Work to be completed
Rewrite every line of the entries below as a JSON list of strings, one string per line, skipping blank lines. Leave the pictures out of the list.

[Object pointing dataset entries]
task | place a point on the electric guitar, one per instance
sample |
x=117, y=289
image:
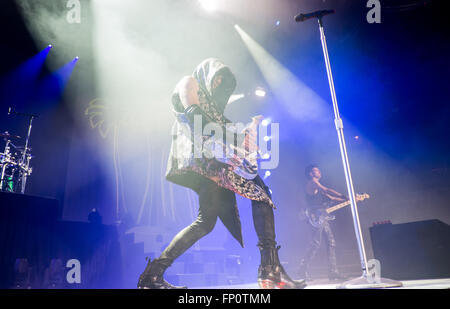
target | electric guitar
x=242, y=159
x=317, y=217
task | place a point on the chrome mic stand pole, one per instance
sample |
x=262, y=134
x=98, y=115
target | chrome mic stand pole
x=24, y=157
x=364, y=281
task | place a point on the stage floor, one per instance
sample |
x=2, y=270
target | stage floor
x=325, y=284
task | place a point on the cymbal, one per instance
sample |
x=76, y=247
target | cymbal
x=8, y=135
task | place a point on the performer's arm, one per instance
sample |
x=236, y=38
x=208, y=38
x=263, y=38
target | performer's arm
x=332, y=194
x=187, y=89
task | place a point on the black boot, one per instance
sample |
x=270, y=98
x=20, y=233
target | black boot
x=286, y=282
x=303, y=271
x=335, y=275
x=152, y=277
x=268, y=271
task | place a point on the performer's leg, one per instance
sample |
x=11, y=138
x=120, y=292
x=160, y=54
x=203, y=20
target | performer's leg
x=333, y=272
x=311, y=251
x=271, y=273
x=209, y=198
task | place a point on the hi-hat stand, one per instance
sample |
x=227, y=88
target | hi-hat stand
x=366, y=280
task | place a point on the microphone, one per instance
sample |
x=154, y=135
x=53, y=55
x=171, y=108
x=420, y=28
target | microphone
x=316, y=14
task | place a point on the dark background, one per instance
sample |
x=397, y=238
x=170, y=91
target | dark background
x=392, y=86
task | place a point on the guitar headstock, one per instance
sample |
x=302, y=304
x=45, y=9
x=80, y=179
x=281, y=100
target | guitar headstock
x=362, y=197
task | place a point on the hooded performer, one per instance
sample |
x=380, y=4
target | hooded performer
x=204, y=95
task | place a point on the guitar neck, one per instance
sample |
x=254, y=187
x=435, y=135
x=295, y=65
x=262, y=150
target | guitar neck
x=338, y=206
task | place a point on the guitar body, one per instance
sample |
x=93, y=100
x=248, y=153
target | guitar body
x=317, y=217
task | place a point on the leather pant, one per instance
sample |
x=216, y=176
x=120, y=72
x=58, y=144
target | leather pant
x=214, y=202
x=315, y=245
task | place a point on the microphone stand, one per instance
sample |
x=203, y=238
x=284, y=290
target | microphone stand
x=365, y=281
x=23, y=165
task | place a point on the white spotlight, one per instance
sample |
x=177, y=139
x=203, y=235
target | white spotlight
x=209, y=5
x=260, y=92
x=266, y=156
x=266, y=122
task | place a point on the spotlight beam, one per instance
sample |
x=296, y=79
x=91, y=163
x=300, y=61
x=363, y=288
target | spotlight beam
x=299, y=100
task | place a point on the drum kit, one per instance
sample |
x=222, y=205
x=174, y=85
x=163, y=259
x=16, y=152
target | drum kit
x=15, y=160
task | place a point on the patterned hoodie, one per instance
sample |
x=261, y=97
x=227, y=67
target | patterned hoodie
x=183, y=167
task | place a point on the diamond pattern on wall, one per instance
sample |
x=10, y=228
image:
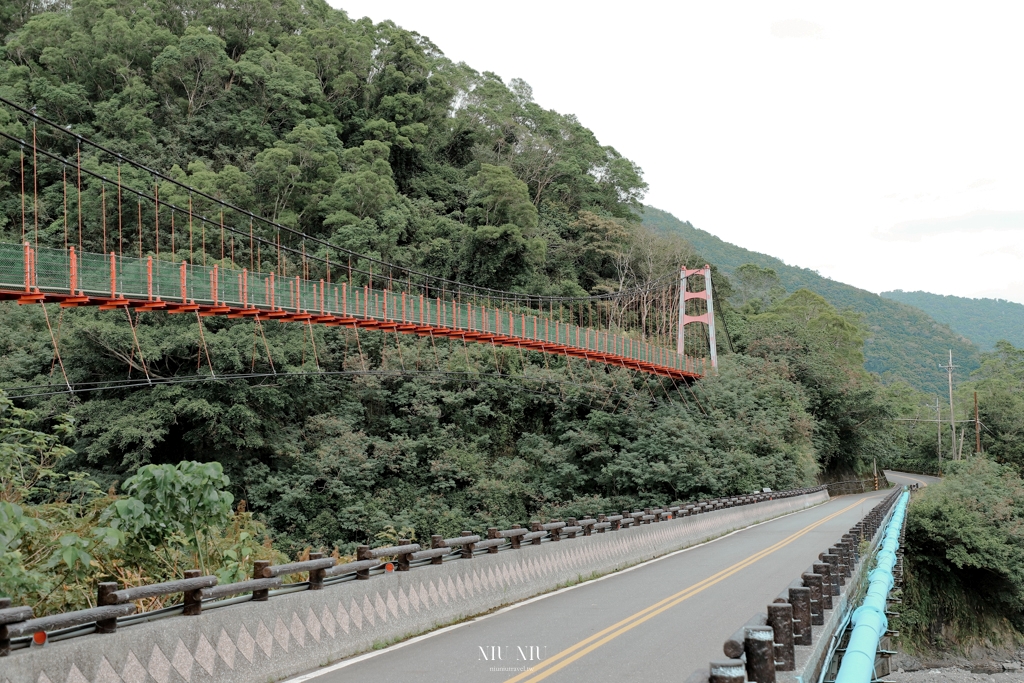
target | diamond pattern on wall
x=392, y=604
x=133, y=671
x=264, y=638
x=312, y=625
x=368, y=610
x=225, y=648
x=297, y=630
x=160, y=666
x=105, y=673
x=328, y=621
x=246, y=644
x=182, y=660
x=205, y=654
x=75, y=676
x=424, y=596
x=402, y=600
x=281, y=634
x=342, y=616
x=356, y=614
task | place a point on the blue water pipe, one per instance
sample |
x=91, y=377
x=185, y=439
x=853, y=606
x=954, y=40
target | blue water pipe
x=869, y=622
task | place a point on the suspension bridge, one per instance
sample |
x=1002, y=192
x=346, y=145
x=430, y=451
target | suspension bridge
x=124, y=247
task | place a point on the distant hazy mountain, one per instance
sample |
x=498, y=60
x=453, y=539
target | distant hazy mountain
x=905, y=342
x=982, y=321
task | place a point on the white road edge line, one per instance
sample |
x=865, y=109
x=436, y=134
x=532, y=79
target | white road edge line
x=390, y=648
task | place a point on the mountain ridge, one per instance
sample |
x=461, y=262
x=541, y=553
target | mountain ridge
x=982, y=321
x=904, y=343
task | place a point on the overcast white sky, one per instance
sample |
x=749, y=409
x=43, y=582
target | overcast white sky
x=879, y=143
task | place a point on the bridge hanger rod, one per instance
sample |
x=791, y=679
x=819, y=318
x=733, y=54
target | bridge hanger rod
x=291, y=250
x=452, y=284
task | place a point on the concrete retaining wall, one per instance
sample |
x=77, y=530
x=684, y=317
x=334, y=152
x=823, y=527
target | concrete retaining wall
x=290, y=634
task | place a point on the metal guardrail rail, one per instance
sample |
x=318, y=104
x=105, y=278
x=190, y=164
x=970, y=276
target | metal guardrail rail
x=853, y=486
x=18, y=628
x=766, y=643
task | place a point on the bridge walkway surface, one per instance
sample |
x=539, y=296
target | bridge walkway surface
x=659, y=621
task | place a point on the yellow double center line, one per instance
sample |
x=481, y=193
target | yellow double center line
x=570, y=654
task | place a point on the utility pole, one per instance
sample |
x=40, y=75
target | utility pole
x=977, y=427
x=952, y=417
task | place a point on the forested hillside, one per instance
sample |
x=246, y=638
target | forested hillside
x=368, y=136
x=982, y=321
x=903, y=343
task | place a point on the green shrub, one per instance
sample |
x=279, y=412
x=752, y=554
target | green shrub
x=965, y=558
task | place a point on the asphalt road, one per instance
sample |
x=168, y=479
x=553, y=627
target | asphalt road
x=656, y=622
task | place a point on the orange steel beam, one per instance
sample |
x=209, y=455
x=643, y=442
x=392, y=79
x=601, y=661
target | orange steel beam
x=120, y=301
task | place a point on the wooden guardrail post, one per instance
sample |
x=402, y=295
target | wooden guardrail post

Written response
[
  "task | place a point on the electric guitar, one per instance",
  "sample |",
  "x=117, y=289",
  "image:",
  "target | electric guitar",
  "x=242, y=159",
  "x=317, y=217",
  "task | place a point on the chrome mic stand pole, one per instance",
  "sample |",
  "x=262, y=134",
  "x=98, y=115",
  "target | chrome mic stand pole",
  "x=24, y=157",
  "x=364, y=281",
  "task | place a point on the stage floor, one per instance",
  "sample |",
  "x=2, y=270",
  "target | stage floor",
  "x=325, y=284",
  "task | place a point on the cymbal, one per instance",
  "sample |",
  "x=76, y=247",
  "target | cymbal",
  "x=8, y=135",
  "task | place a point on the performer's arm, one per instance",
  "sample |",
  "x=236, y=38",
  "x=208, y=38",
  "x=263, y=38",
  "target | performer's arm",
  "x=332, y=194",
  "x=187, y=89",
  "task | place a point on the black boot, one per instance",
  "sample |",
  "x=270, y=98",
  "x=20, y=233",
  "target | black boot",
  "x=286, y=282",
  "x=303, y=271",
  "x=335, y=275",
  "x=152, y=277",
  "x=268, y=271",
  "task | place a point on the performer's leg, one per instance",
  "sample |",
  "x=11, y=138",
  "x=120, y=292",
  "x=160, y=54",
  "x=203, y=20",
  "target | performer's leg",
  "x=333, y=272",
  "x=311, y=251",
  "x=271, y=273",
  "x=209, y=198",
  "task | place a point on the hi-hat stand, one per instance",
  "sample |",
  "x=227, y=88",
  "target | hi-hat stand",
  "x=366, y=280",
  "task | place a point on the microphone, one per instance",
  "sample |",
  "x=154, y=135",
  "x=53, y=55",
  "x=171, y=108",
  "x=420, y=28",
  "target | microphone",
  "x=316, y=14",
  "task | place a point on the dark background, one per instance",
  "sample |",
  "x=397, y=238",
  "x=170, y=91",
  "target | dark background",
  "x=392, y=86",
  "task | place a point on the guitar headstock, one per instance",
  "sample |",
  "x=302, y=304",
  "x=45, y=9",
  "x=80, y=179",
  "x=281, y=100",
  "target | guitar headstock",
  "x=362, y=197",
  "task | place a point on the hooded performer, one per instance",
  "sample |",
  "x=380, y=4",
  "target | hooded performer",
  "x=204, y=95",
  "task | place a point on the guitar neck, one per instance",
  "sample |",
  "x=254, y=187",
  "x=435, y=135",
  "x=295, y=65",
  "x=262, y=150",
  "target | guitar neck",
  "x=338, y=206",
  "task | place a point on the guitar body, one per instance",
  "sample |",
  "x=93, y=100",
  "x=248, y=153",
  "target | guitar body",
  "x=317, y=217",
  "task | place a point on the leather pant, one per instance",
  "sample |",
  "x=216, y=176",
  "x=120, y=72",
  "x=58, y=144",
  "target | leather pant",
  "x=214, y=202",
  "x=315, y=245",
  "task | place a point on the microphone stand, one per instance",
  "sample |",
  "x=203, y=238",
  "x=284, y=290",
  "target | microphone stand",
  "x=365, y=281",
  "x=23, y=165",
  "task | place a point on the white spotlight, one per instance",
  "sample |",
  "x=177, y=139",
  "x=203, y=235",
  "target | white spotlight",
  "x=209, y=5",
  "x=260, y=92",
  "x=266, y=156",
  "x=266, y=122",
  "task | place a point on the spotlight beam, one per instance",
  "sample |",
  "x=296, y=79",
  "x=91, y=163",
  "x=300, y=61",
  "x=363, y=288",
  "target | spotlight beam",
  "x=299, y=100",
  "task | place a point on the drum kit, one per instance",
  "sample |",
  "x=222, y=205",
  "x=174, y=85",
  "x=163, y=259",
  "x=16, y=152",
  "target | drum kit",
  "x=15, y=160",
  "task | place a point on the patterned hoodie, one per instance",
  "sample |",
  "x=261, y=97",
  "x=227, y=67",
  "target | patterned hoodie",
  "x=183, y=167",
  "task | place a point on the diamond pattern on wall, one per instance",
  "sample |",
  "x=10, y=228",
  "image:",
  "target | diamond pattern on wall",
  "x=392, y=604",
  "x=133, y=671",
  "x=264, y=638",
  "x=312, y=625",
  "x=368, y=610",
  "x=225, y=648",
  "x=297, y=630",
  "x=160, y=666",
  "x=105, y=673",
  "x=328, y=621",
  "x=246, y=644",
  "x=182, y=660",
  "x=205, y=654",
  "x=75, y=676",
  "x=424, y=596",
  "x=402, y=600",
  "x=281, y=634",
  "x=342, y=616",
  "x=356, y=614",
  "task | place a point on the blue water pipe, one per instance",
  "sample |",
  "x=91, y=377",
  "x=185, y=439",
  "x=853, y=606",
  "x=954, y=40",
  "target | blue water pipe",
  "x=869, y=622",
  "task | place a point on the suspension bridge, one per instance",
  "sample |",
  "x=1002, y=192",
  "x=346, y=145",
  "x=430, y=451",
  "target | suspension bridge",
  "x=124, y=247",
  "task | place a point on the distant hazy mountain, one per instance",
  "sample |",
  "x=498, y=60",
  "x=453, y=539",
  "target | distant hazy mountain",
  "x=905, y=342",
  "x=982, y=321",
  "task | place a point on the white road edge line, one per instance",
  "sample |",
  "x=865, y=109",
  "x=436, y=134",
  "x=532, y=79",
  "target | white road edge line",
  "x=390, y=648",
  "task | place a point on the mountain ridge, one per instance",
  "sample |",
  "x=461, y=262",
  "x=541, y=553",
  "target | mountain ridge",
  "x=982, y=321",
  "x=904, y=343",
  "task | place a point on the overcast white sky, one per instance",
  "sample |",
  "x=749, y=409",
  "x=43, y=582",
  "target | overcast white sky",
  "x=879, y=143",
  "task | place a point on the bridge hanger rod, one per instance",
  "sample |",
  "x=791, y=679",
  "x=819, y=318",
  "x=733, y=54",
  "target | bridge hanger rod",
  "x=291, y=250",
  "x=452, y=284",
  "task | place a point on the concrete retaining wall, one per instance",
  "sample |",
  "x=77, y=530",
  "x=684, y=317",
  "x=334, y=152",
  "x=823, y=527",
  "target | concrete retaining wall",
  "x=290, y=634",
  "task | place a point on the metal guardrail rail, one per instance",
  "sample |",
  "x=318, y=104",
  "x=105, y=278",
  "x=190, y=164",
  "x=970, y=276",
  "target | metal guardrail rail",
  "x=853, y=486",
  "x=18, y=628",
  "x=766, y=643",
  "task | place a point on the bridge walkway surface, one per instance",
  "sample |",
  "x=539, y=296",
  "target | bridge walkway surface",
  "x=659, y=621",
  "task | place a point on the yellow double center line, one per instance",
  "sample |",
  "x=481, y=193",
  "target | yellow double center line",
  "x=570, y=654",
  "task | place a point on the utility pole, one per instance",
  "sample |",
  "x=40, y=75",
  "target | utility pole",
  "x=977, y=427",
  "x=952, y=417",
  "task | place a point on the forested hillside, one per instance",
  "sample |",
  "x=246, y=638",
  "target | forested hillside",
  "x=368, y=136",
  "x=982, y=321",
  "x=903, y=343",
  "task | place a point on the green shrub, one per instance",
  "sample |",
  "x=279, y=412",
  "x=752, y=554",
  "target | green shrub",
  "x=965, y=558",
  "task | place a point on the asphalt road, one per instance",
  "sample |",
  "x=168, y=479",
  "x=553, y=627",
  "target | asphalt road",
  "x=656, y=622",
  "task | place a point on the orange steel beam, one per instance",
  "sample |",
  "x=209, y=455",
  "x=643, y=442",
  "x=392, y=79",
  "x=601, y=661",
  "target | orange steel beam",
  "x=120, y=301",
  "task | place a point on the wooden guardrail post, one per instance",
  "sample |",
  "x=402, y=295",
  "target | wooden guardrail post"
]